In the word pattern problem text below, rewrite the paragraph beginning "A string s is considered to match" as a short list that keeps its main facts.

## QUOTED PASSAGE
= = =
Problem Description

In this problem, we're given a pattern, which is a string consisting of characters, and a string s. Our goal is to determine if the string s matches the given pattern.

A string s is considered to match a pattern if we can associate each character in pattern with a non-empty string in s such that the concatenation of the strings, in the order they appear in pattern, exactly makes up s. The mapping must be bijective, which means two conditions must be met: first, no two different characters in pattern can map to the same substring in s, and second, each character must map to exactly one substring (and not multiple different substrings at different instances).

For example, if pattern is "abab" and s is "redblueredblue" then we could map 'a' to "red" and 'b' to "blue", which matches the pattern.

Flowchart Walkthrough

Let's analyze LeetCode 291. Word Pattern II using the Flowchart. Here's the step-by-step process:

Is it a graph?

• No: This problem does not involve a typical graph structure with nodes interconnected by edges.

Need to solve for kth smallest/largest?
= = =
## DATASET
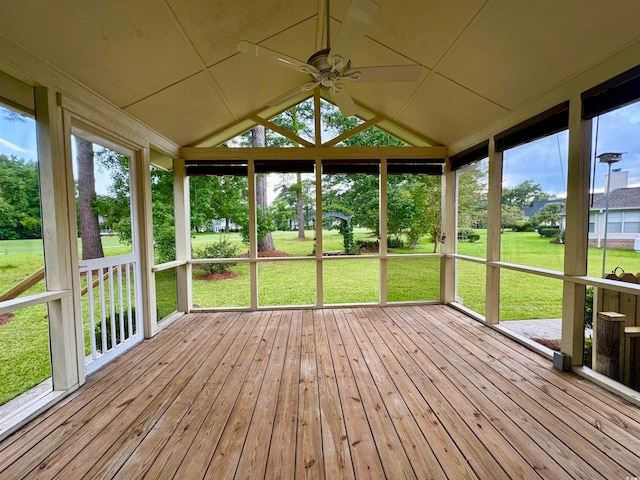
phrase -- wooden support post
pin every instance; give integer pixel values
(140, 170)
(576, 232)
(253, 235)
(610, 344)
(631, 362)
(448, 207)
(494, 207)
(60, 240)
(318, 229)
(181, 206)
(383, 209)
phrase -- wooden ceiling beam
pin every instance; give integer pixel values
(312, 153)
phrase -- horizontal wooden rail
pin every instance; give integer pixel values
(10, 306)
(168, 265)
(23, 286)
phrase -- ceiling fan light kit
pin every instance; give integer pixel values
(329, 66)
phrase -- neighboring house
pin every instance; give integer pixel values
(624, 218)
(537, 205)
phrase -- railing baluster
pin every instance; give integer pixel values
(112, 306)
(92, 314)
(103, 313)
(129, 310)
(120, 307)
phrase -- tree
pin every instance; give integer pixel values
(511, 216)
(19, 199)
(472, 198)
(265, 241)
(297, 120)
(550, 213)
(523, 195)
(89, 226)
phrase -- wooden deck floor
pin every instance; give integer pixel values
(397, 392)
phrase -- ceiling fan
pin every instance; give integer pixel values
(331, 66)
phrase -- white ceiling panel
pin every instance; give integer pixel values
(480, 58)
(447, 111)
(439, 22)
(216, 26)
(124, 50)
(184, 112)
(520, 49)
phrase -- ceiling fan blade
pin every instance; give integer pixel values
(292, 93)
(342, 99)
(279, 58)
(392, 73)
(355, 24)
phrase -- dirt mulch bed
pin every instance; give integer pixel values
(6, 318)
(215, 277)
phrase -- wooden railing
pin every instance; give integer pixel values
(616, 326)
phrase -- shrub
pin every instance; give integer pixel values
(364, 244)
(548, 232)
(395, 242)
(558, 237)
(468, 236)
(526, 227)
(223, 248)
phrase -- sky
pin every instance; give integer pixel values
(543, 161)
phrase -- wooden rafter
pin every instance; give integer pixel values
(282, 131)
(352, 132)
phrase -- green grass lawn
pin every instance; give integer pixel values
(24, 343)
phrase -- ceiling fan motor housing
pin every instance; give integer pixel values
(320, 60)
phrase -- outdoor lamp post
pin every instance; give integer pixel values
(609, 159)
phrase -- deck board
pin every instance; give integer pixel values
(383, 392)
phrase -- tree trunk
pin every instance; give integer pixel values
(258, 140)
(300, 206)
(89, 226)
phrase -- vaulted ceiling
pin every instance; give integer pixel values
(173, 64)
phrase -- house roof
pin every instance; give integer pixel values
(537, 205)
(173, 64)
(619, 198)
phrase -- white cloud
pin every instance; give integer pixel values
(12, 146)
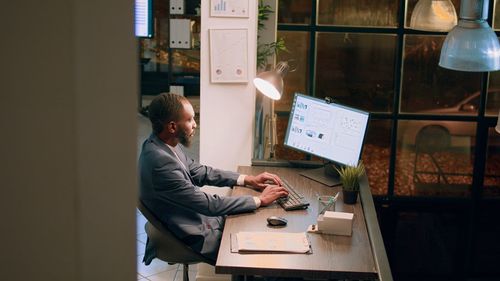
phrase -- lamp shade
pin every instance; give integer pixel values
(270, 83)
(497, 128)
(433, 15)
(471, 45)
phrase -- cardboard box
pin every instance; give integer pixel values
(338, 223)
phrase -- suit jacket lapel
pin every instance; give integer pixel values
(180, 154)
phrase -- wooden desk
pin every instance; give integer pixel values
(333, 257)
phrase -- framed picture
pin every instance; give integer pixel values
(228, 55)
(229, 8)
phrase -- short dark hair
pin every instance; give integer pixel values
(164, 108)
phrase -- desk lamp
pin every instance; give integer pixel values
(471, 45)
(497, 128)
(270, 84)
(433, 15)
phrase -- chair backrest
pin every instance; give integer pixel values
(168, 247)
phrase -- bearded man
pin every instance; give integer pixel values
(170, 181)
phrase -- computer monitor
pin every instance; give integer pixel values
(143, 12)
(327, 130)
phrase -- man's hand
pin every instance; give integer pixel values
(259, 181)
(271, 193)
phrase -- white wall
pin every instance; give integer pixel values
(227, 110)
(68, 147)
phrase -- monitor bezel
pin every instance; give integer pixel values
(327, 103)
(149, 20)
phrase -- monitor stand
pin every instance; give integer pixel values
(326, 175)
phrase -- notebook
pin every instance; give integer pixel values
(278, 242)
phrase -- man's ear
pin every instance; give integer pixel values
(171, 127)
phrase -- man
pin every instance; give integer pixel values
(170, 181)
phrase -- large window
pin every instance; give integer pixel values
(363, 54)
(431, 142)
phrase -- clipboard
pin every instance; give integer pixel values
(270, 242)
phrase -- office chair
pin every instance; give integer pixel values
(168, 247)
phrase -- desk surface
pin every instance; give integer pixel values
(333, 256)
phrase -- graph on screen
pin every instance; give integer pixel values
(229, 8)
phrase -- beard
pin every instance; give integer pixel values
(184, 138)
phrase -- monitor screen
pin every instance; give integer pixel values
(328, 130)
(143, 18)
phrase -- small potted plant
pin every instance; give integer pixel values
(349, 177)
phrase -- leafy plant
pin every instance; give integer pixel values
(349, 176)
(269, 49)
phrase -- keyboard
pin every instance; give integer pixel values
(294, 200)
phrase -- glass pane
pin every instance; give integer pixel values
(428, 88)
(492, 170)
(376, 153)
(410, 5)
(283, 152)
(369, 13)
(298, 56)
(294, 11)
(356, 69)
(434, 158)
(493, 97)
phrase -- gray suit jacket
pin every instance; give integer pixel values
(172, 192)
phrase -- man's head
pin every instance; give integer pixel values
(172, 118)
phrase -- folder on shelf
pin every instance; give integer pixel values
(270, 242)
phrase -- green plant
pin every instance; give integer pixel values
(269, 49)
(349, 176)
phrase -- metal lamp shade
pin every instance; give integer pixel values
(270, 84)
= = =
## REPLY TO THE TASK
- s matches pattern if each character in pattern can be linked to a non-empty string in s.
- Joined in the order they appear in pattern, those strings must make up exactly s.
- The mapping must be bijective:
  - No two different characters in pattern can map to the same substring in s.
  - Each character must always map to one and only one substring.